(DESCRIPTION OF THE TASK): The output should consist solely of the line containing "Task: point to the white high-rise" and the lines that follow it through the end of the data below.

(RECORD SET):
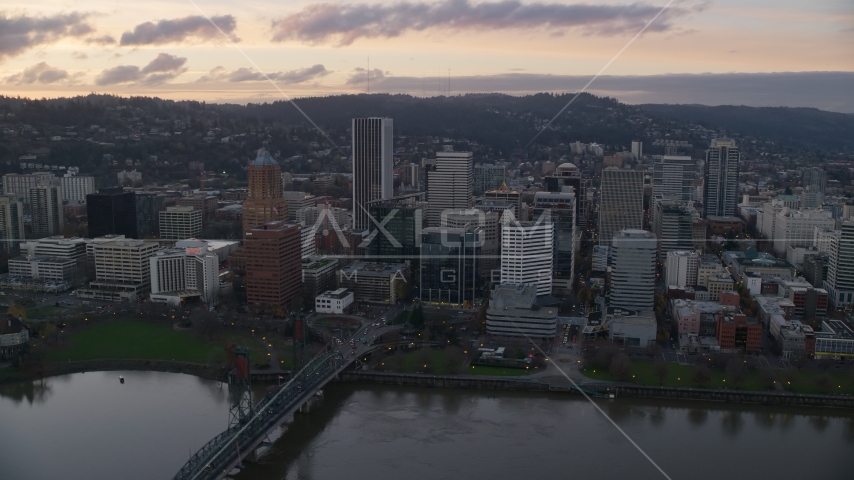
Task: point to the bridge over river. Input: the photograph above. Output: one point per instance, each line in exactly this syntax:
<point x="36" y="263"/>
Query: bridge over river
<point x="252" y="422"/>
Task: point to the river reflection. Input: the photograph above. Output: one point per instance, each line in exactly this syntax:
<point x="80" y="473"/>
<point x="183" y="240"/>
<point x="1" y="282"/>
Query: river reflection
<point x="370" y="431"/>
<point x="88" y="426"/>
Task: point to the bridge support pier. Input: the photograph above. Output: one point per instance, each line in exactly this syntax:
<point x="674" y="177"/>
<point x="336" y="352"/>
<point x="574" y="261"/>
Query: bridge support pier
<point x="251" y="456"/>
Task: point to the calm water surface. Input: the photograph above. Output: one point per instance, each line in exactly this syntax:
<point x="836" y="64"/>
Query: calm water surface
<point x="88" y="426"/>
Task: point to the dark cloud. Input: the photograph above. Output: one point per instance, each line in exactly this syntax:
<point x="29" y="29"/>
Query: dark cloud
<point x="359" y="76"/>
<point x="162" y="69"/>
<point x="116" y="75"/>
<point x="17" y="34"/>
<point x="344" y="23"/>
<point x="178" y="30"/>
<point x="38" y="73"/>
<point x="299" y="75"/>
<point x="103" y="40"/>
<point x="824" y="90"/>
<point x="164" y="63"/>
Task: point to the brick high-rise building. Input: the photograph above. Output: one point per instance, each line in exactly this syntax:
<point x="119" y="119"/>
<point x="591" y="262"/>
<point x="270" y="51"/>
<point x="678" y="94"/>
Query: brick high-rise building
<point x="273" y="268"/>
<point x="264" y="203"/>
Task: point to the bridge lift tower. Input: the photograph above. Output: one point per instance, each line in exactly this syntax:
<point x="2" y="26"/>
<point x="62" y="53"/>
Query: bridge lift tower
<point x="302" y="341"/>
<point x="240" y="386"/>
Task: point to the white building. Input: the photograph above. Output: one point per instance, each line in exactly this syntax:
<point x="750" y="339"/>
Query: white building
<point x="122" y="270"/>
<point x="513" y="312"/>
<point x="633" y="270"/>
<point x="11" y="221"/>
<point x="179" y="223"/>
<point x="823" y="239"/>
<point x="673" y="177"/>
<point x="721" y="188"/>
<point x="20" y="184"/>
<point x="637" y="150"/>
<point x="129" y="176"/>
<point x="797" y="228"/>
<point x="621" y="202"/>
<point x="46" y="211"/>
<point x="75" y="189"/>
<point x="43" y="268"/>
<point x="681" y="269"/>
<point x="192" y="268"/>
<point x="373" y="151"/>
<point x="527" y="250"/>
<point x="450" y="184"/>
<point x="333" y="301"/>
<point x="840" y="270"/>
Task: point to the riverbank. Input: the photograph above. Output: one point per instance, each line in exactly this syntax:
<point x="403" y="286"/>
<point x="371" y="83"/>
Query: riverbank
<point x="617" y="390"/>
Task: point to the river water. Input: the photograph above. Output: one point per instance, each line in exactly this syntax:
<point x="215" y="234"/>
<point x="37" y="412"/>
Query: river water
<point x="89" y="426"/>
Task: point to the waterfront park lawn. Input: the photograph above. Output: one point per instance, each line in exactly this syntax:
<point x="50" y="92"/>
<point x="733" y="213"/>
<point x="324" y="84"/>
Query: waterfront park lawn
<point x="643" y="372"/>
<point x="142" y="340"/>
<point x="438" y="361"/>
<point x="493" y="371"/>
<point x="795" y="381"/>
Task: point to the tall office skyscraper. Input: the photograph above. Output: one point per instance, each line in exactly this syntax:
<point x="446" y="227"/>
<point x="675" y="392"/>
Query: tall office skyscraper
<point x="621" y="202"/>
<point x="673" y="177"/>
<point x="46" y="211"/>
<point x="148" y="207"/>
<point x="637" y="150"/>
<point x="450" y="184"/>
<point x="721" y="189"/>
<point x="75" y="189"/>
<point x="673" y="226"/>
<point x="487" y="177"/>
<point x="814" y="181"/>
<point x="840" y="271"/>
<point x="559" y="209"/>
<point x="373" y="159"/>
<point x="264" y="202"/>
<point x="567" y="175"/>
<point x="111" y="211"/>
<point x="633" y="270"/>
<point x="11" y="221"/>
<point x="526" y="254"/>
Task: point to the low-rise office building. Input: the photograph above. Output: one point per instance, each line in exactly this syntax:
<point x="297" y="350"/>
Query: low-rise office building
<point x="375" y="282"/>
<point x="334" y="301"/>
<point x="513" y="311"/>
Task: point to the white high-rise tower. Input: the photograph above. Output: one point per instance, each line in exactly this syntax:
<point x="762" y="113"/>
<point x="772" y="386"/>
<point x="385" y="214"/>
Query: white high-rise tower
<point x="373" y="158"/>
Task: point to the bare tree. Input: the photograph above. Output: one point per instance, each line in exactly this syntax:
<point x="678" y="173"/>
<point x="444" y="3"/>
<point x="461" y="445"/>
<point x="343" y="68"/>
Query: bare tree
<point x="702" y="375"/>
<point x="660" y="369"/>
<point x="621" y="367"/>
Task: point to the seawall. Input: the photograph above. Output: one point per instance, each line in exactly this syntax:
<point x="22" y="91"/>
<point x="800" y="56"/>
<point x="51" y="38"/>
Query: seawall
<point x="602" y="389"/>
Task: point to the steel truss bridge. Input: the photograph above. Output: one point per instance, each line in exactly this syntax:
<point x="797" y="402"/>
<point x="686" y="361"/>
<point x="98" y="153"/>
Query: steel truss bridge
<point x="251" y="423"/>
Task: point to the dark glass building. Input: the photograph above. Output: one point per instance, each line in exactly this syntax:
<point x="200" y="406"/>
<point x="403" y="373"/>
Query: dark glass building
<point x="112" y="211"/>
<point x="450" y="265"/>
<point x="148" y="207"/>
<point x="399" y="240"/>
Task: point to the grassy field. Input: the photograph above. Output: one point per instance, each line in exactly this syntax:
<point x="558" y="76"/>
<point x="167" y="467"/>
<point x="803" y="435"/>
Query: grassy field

(FINISHED EXERCISE):
Task: point to the white high-rise tower. Input: the photograph above. Output: one point per instance, each line in exactly this syntax:
<point x="762" y="113"/>
<point x="772" y="386"/>
<point x="385" y="214"/>
Query: white high-rise tower
<point x="373" y="158"/>
Task: point to the bare tree. Input: the photograph above. Output: one point per instance, each line in exactly this syntax:
<point x="678" y="173"/>
<point x="444" y="3"/>
<point x="461" y="445"/>
<point x="343" y="68"/>
Query: bare tree
<point x="702" y="375"/>
<point x="660" y="369"/>
<point x="621" y="367"/>
Task: point to the seawall. Input: the photograph above. Output: one point per instance, each line in exactly this syntax:
<point x="22" y="91"/>
<point x="800" y="56"/>
<point x="51" y="38"/>
Query: seawall
<point x="602" y="389"/>
Task: point to the steel truss bridge. Input: the photograph above. Output: one point per instance, each line in exactly this syntax:
<point x="797" y="402"/>
<point x="686" y="361"/>
<point x="98" y="153"/>
Query: steel truss bridge
<point x="251" y="423"/>
Task: point to the dark glass building. Input: the photograph above. Output: one point per instance, each line in exactly this syntax:
<point x="200" y="406"/>
<point x="403" y="373"/>
Query: dark glass building
<point x="112" y="211"/>
<point x="450" y="265"/>
<point x="148" y="207"/>
<point x="399" y="240"/>
Task: point to the grassy field. Input: the photograph above. Output: one point per instance, each line in exactly this syntax:
<point x="558" y="76"/>
<point x="167" y="467"/>
<point x="803" y="435"/>
Query: grassy field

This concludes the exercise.